Problem description:
Look for the word "shorts" in the data below, and copy every line that holds it.

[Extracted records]
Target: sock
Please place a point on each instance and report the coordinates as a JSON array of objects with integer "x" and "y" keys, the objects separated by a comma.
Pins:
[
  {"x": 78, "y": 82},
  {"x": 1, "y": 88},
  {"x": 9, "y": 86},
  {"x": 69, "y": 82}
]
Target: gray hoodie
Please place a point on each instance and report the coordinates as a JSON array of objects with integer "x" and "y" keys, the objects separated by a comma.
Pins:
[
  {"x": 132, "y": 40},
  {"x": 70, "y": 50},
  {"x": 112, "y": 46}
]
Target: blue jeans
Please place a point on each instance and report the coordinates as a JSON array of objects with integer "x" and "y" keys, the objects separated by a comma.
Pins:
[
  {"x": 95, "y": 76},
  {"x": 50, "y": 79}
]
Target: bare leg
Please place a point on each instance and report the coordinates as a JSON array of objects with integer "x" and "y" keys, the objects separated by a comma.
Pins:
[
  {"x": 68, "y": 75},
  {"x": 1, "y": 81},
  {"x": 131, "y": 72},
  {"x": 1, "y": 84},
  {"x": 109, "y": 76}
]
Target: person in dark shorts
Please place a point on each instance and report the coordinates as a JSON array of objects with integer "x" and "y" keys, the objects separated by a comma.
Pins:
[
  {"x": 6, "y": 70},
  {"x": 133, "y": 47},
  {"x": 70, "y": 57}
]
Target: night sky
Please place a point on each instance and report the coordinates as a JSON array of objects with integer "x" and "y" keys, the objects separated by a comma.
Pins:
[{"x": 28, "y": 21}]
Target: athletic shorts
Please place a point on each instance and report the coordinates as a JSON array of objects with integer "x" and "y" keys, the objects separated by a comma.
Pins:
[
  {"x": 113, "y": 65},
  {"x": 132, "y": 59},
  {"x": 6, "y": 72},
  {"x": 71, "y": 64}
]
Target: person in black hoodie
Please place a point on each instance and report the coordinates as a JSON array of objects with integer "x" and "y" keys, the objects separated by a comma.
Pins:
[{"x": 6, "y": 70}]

Written answer:
Target: person in dark shorts
Target: athletic shorts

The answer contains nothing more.